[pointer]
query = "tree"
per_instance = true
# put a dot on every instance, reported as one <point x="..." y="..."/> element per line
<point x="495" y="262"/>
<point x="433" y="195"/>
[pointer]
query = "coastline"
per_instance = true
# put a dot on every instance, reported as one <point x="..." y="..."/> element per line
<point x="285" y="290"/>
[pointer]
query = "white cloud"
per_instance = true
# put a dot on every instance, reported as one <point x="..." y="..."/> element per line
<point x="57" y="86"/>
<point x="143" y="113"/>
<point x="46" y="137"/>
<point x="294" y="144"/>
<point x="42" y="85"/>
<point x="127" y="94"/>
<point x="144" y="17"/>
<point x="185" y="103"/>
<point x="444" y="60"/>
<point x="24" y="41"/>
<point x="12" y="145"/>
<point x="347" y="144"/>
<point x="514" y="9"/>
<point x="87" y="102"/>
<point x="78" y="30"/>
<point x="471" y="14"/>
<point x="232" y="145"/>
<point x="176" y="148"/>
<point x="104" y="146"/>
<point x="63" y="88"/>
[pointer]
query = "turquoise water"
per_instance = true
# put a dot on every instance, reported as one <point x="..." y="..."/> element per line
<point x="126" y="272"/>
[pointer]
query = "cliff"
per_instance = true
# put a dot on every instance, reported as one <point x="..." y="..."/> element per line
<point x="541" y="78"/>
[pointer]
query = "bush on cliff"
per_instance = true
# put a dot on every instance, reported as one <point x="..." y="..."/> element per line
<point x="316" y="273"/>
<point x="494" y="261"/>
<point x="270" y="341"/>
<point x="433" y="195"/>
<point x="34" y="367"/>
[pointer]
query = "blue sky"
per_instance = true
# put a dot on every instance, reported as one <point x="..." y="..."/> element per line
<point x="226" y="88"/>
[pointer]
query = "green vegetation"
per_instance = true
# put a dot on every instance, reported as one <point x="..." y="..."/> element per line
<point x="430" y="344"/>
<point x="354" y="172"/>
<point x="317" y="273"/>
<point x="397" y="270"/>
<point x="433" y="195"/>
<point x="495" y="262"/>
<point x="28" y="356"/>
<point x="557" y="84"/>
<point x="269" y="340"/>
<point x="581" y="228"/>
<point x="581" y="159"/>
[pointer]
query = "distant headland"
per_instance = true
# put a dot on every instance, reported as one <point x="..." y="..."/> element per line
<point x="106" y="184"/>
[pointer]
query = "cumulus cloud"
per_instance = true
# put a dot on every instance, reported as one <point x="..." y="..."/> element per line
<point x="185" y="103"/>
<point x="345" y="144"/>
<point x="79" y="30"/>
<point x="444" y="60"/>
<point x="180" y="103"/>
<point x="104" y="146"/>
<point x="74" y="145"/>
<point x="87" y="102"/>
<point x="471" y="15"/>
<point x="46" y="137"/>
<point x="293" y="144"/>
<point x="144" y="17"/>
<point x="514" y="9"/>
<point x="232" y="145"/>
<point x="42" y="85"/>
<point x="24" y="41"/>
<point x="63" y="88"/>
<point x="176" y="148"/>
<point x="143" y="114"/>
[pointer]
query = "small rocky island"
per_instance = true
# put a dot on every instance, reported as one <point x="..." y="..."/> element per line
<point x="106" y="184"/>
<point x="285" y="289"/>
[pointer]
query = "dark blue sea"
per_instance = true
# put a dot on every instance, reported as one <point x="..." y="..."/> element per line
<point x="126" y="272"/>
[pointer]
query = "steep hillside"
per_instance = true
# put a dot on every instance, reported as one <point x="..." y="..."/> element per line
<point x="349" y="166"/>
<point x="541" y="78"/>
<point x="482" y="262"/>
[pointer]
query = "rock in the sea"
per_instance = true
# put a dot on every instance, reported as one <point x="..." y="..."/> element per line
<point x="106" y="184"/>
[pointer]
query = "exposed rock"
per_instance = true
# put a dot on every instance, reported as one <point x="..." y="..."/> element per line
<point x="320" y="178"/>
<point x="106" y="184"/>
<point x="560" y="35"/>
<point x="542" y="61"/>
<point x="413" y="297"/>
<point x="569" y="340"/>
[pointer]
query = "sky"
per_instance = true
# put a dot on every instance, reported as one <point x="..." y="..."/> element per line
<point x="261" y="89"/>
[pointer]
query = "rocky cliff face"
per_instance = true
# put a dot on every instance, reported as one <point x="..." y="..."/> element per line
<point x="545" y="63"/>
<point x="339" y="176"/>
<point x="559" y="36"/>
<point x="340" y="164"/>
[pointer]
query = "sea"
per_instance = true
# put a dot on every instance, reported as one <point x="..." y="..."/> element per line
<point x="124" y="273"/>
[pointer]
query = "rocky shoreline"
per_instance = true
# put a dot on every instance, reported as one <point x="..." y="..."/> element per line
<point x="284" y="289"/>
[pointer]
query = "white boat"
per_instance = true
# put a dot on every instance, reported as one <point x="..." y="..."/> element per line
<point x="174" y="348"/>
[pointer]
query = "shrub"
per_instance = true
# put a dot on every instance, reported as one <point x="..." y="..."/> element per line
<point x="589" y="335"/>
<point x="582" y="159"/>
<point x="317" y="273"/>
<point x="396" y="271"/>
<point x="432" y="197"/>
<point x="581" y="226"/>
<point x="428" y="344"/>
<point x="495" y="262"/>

WHAT YOU ARE ASKED TO DO:
Your task is to repeat every line exactly.

OUTPUT OF THE TASK:
[pointer]
query = "tree"
per_instance = true
# put a dot on every instance, reported as one <point x="..." y="..."/> element per line
<point x="495" y="262"/>
<point x="433" y="195"/>
[pointer]
query = "coastline"
per_instance = true
# put a dot on every instance, reported as one <point x="..." y="..."/> element per line
<point x="285" y="290"/>
[pointer]
query = "white cloud"
per_instance = true
# put a dot on every instance, reported as one <point x="..." y="..."/> element per line
<point x="57" y="86"/>
<point x="143" y="113"/>
<point x="46" y="137"/>
<point x="294" y="144"/>
<point x="42" y="85"/>
<point x="127" y="94"/>
<point x="144" y="17"/>
<point x="185" y="103"/>
<point x="444" y="60"/>
<point x="24" y="41"/>
<point x="12" y="145"/>
<point x="347" y="144"/>
<point x="514" y="9"/>
<point x="87" y="102"/>
<point x="78" y="30"/>
<point x="471" y="14"/>
<point x="232" y="145"/>
<point x="176" y="148"/>
<point x="104" y="146"/>
<point x="63" y="88"/>
[pointer]
query = "turquoise water"
per_instance = true
# put a dot on every instance, reported as one <point x="..." y="..."/> element per line
<point x="126" y="272"/>
[pointer]
query = "cliff"
per_instance = true
# put a dot on every instance, reported as one <point x="..." y="..."/> element per line
<point x="541" y="78"/>
[pointer]
query = "bush on cliff"
per_instance = true
# put a dot on every instance, reported as one <point x="..." y="..."/> element per line
<point x="316" y="273"/>
<point x="494" y="261"/>
<point x="270" y="341"/>
<point x="433" y="195"/>
<point x="34" y="367"/>
[pointer]
query = "blue sky"
per_instance = true
# put a dot on every instance, reported as one <point x="..." y="..."/> element per line
<point x="226" y="88"/>
[pointer]
query = "green vegetation"
per_instance = true
# put a dot on every instance, reported as one <point x="..." y="..."/> element per line
<point x="430" y="344"/>
<point x="354" y="172"/>
<point x="317" y="273"/>
<point x="397" y="270"/>
<point x="433" y="195"/>
<point x="495" y="262"/>
<point x="28" y="356"/>
<point x="557" y="84"/>
<point x="269" y="340"/>
<point x="581" y="228"/>
<point x="581" y="159"/>
[pointer]
query = "distant headland"
per_instance = true
# put a dot on every instance, reported as one <point x="..." y="..."/> element per line
<point x="106" y="184"/>
[pointer]
query = "cumulus cloud"
per_instance = true
# put a dot on every instance, reported as one <point x="..." y="..."/> element per line
<point x="185" y="103"/>
<point x="345" y="144"/>
<point x="79" y="30"/>
<point x="444" y="60"/>
<point x="180" y="103"/>
<point x="104" y="146"/>
<point x="74" y="145"/>
<point x="87" y="102"/>
<point x="471" y="15"/>
<point x="46" y="137"/>
<point x="293" y="144"/>
<point x="144" y="17"/>
<point x="514" y="9"/>
<point x="232" y="145"/>
<point x="42" y="85"/>
<point x="24" y="41"/>
<point x="63" y="88"/>
<point x="176" y="148"/>
<point x="143" y="114"/>
[pointer]
query = "small rocky island"
per_instance = true
# put a dot on every instance, reported as one <point x="..." y="..."/> element per line
<point x="106" y="184"/>
<point x="285" y="289"/>
[pointer]
query = "dark blue sea"
per_instance = true
# put a dot on every instance, reported as one <point x="..." y="..."/> element per line
<point x="126" y="272"/>
[pointer]
query = "steep hillside"
per_instance = true
# put a dot on every instance, reported as one <point x="..." y="..."/> element per line
<point x="349" y="166"/>
<point x="541" y="78"/>
<point x="482" y="262"/>
[pointer]
query = "rock in the sea"
per_instance = true
# put a dot on every instance, reported as one <point x="..." y="..."/> element per line
<point x="106" y="184"/>
[pointer]
query = "exposed rock"
per_instance = true
# put a dot on every instance, reported as one <point x="..." y="..."/> element per line
<point x="320" y="178"/>
<point x="106" y="184"/>
<point x="560" y="35"/>
<point x="542" y="61"/>
<point x="413" y="297"/>
<point x="569" y="340"/>
[pointer]
query = "sky"
per_instance = true
# put a dot on every instance, reported as one <point x="..." y="..."/> element per line
<point x="261" y="89"/>
[pointer]
query = "rocky cliff face"
per_instance = true
# put a dot on every instance, reported as one <point x="..." y="..."/> element per line
<point x="545" y="63"/>
<point x="339" y="176"/>
<point x="559" y="36"/>
<point x="340" y="164"/>
[pointer]
query = "sea"
per_instance = true
# put a dot on every instance, reported as one <point x="..." y="..."/> element per line
<point x="124" y="273"/>
[pointer]
query = "rocky shoreline"
per_instance = true
# put a dot on every instance, reported as one <point x="..." y="..."/> element per line
<point x="284" y="289"/>
[pointer]
query = "white boat"
per_instance = true
# put a dot on every instance, reported as one <point x="..." y="..."/> element per line
<point x="174" y="348"/>
[pointer]
query = "shrub"
per_instance = true
# put a dot on every instance, reported as one <point x="..." y="..."/> element per line
<point x="589" y="335"/>
<point x="582" y="159"/>
<point x="317" y="273"/>
<point x="396" y="271"/>
<point x="432" y="197"/>
<point x="581" y="226"/>
<point x="428" y="344"/>
<point x="495" y="262"/>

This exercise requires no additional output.